> [INFORMATION GIVEN]:
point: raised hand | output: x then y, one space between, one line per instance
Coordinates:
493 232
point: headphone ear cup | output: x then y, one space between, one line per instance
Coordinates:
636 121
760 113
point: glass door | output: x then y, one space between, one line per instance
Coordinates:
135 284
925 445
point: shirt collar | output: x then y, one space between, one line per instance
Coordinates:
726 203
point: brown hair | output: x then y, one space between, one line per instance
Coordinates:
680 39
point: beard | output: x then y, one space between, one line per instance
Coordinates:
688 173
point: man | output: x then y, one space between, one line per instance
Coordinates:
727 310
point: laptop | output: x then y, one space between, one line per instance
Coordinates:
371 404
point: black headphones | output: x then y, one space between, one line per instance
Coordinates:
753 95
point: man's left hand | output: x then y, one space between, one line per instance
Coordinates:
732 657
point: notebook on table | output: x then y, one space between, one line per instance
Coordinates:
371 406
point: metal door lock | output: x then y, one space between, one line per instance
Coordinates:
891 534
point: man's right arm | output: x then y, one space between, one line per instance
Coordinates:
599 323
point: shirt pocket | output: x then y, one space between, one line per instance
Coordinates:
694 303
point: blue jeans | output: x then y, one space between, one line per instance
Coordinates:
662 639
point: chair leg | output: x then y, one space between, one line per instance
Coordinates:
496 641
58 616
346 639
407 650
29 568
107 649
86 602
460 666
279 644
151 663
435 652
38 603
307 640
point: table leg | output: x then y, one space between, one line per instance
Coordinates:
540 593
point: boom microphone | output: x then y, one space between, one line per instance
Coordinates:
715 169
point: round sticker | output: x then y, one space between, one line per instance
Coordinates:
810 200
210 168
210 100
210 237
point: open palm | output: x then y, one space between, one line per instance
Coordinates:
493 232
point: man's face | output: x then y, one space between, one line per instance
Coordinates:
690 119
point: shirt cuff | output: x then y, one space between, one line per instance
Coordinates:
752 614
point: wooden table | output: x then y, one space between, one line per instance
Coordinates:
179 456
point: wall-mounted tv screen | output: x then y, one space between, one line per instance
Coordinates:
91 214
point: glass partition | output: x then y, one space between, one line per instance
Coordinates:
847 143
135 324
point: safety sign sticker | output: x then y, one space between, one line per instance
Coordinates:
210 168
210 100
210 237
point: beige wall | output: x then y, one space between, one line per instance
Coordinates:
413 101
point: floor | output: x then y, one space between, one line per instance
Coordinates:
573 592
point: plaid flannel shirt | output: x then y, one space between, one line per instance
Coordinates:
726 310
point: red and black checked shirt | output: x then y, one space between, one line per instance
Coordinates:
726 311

> [WHAT YOU HAVE TO DO]: Copy all of the items above word for word, keeping every line unchanged.

> [FULL ANSWER]:
point: raised hand | output: x then y, one space between, one line per instance
Coordinates:
493 232
point: headphone ear cup | output: x then y, one space between, one line per instance
Coordinates:
636 121
760 113
point: glass door | output: x then y, one space between, one line per instance
Coordinates:
135 284
925 445
point: shirt collar | output: x then y, one space between, one line per instance
Coordinates:
726 203
point: brown hair | output: x then y, one space between, one line per instance
Coordinates:
680 39
point: beard | output: x then y, one space between, one line per instance
Coordinates:
688 173
point: man | output: x then y, one space between, one line per instance
Coordinates:
727 310
point: laptop | output: x then y, one space between, one line per instance
Coordinates:
371 404
point: black headphones | output: x then y, one space between, one line per instance
Coordinates:
753 95
point: man's left hand | output: x then y, one space between, one line per instance
Coordinates:
732 657
point: notebook on table | output: x then y, one space between, one line per instance
Coordinates:
371 406
point: metal door lock | output: x then y, one space between, one line per instance
Coordinates:
891 534
point: man's right arm | output: x then y, one space between, one line per instance
Coordinates:
599 323
point: shirt pocket | output: x then y, one space between, one line per instance
Coordinates:
694 303
point: blue jeans | output: x then y, one space between, one line per instance
Coordinates:
662 639
point: chair leg | output: x then y, one space between, one line per instance
Coordinates:
496 641
58 616
346 639
407 650
29 568
107 649
86 602
460 666
279 644
151 663
435 652
38 603
307 640
point: table leg | output: x then y, one space between, one line per instance
Coordinates:
540 593
point: boom microphone | output: x then y, one space between, one line per instance
Coordinates:
715 169
point: round sticker | output: x then y, one space between, one line per instance
Coordinates:
810 200
210 168
210 100
210 237
point: open palm | output: x then y, one space between, one line per instance
Coordinates:
493 232
point: man's face | output: x then y, one space between, one line per instance
Coordinates:
690 119
point: shirt cuff | output: x then y, one space between, one line per instance
Coordinates:
752 614
point: wooden table | output: x then y, one space between, one line per instance
Coordinates:
179 456
point: wall-mounted tv screen | output: x then y, one space between, one line per instance
Coordinates:
91 214
point: glass partition | output: x then y, one space between, one line per instance
Coordinates:
847 143
135 324
point: safety sign sticker | output: x then y, one space between, one line per instance
Coordinates:
210 168
210 100
210 237
point: beige wall | output: x then y, one space between, one line per instance
Coordinates:
413 101
point: floor | output: x then y, one space between, one line per instance
Coordinates:
573 592
point: plaid flannel shirt | output: x then y, one space between, one line per instance
Coordinates:
726 310
point: red and black checked shirt | output: x then y, one space between, one line per instance
Coordinates:
726 311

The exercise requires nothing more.